Instructions for the task: Reproduce the listing exactly, so that no line differs from the original.

Dataset records:
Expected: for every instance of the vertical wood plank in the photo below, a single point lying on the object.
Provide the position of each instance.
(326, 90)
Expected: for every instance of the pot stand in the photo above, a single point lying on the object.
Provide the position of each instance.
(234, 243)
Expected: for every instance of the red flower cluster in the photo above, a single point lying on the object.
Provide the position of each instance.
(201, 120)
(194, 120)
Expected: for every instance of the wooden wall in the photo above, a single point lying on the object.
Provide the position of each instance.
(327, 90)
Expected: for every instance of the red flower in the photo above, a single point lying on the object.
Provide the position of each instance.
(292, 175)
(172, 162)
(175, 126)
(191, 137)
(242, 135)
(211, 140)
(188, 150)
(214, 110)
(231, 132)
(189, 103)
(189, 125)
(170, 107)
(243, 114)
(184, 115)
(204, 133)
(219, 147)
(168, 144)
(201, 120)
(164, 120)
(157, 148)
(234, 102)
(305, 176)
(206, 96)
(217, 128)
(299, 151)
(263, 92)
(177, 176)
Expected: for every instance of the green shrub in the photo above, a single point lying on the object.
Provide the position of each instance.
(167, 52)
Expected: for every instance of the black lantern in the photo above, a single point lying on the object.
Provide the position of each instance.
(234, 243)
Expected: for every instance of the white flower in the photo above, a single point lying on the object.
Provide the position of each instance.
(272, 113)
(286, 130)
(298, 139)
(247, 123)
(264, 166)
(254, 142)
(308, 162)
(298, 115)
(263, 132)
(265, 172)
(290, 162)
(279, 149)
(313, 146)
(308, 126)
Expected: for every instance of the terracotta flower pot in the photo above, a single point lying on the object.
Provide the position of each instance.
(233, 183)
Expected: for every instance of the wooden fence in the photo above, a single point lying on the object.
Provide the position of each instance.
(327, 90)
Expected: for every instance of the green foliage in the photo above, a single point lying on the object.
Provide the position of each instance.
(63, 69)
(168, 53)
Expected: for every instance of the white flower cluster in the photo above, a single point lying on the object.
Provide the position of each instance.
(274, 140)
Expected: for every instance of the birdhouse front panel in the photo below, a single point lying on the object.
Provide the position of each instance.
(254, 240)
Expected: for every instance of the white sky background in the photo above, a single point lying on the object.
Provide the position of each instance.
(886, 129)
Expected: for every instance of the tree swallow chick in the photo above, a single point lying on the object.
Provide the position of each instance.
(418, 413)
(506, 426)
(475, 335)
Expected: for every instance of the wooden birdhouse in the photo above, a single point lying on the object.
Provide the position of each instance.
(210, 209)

Result below:
Expected: for every instance of the vertical wood plank in the photo below, a single point lying on the object.
Provide the position of each instance.
(326, 90)
Expected: for every instance of the pot stand in the photo above, a single point lying on the object.
Provide the position of each instance.
(234, 243)
Expected: for every instance of the red flower cluster in the photo above, a single point lying on the object.
Provide the position of each instance.
(201, 120)
(194, 120)
Expected: for every instance of the wooden wall in the photo above, a single point lying on the object.
Provide the position of each instance.
(327, 90)
Expected: for every instance of the red flower in the photo above, a single point lying on the object.
Provide the position of each instance.
(292, 175)
(172, 162)
(175, 126)
(191, 137)
(242, 135)
(211, 140)
(188, 150)
(214, 110)
(231, 132)
(189, 103)
(189, 125)
(170, 107)
(243, 114)
(184, 115)
(204, 133)
(219, 147)
(168, 144)
(201, 120)
(164, 120)
(157, 148)
(234, 102)
(305, 176)
(206, 96)
(217, 128)
(299, 151)
(263, 92)
(177, 176)
Expected: for every instance of the green shrub in the photo above, a single point lying on the object.
Provide the position of each instance.
(167, 52)
Expected: for every instance of the black lantern in the photo above, a single point lying on the object.
Provide the position of each instance.
(234, 243)
Expected: for every instance of the white flower in the photo above, a single point lying on the object.
Provide the position of each instance.
(272, 113)
(286, 130)
(298, 139)
(247, 123)
(264, 166)
(254, 142)
(308, 162)
(298, 115)
(263, 132)
(265, 172)
(290, 162)
(279, 149)
(313, 146)
(308, 126)
Expected: for every instance of the terracotta flower pot in the photo above, a single point lying on the object.
Provide the position of each instance.
(233, 183)
Expected: for every instance of the wooden fence in the photo above, a single point lying on the object.
Provide the position of each instance.
(327, 90)
Expected: for every instance of the green foliage in the photo above, a single point lying on the object.
Provide the position of each instance.
(63, 69)
(168, 53)
Expected: for every instance of the white flower cluster in the photo above, a single point lying on the object.
Provide the position of each instance.
(274, 140)
Expected: for every instance of the birdhouse front panel in the photo below, a single point lying on the object.
Provide the position of each instance.
(254, 240)
Expected: for every instance of the white sky background in the photo above, a single point lying on the object.
Provide the position of each instance.
(886, 129)
Expected: for every instance of the tree swallow chick in the photo above, a single point lying on the object.
Provide the position of each instance.
(418, 413)
(506, 426)
(475, 335)
Expected: for every instance of the wooden birdhouse in the photo above, a single point lying on the object.
Provide the position of each instance.
(210, 209)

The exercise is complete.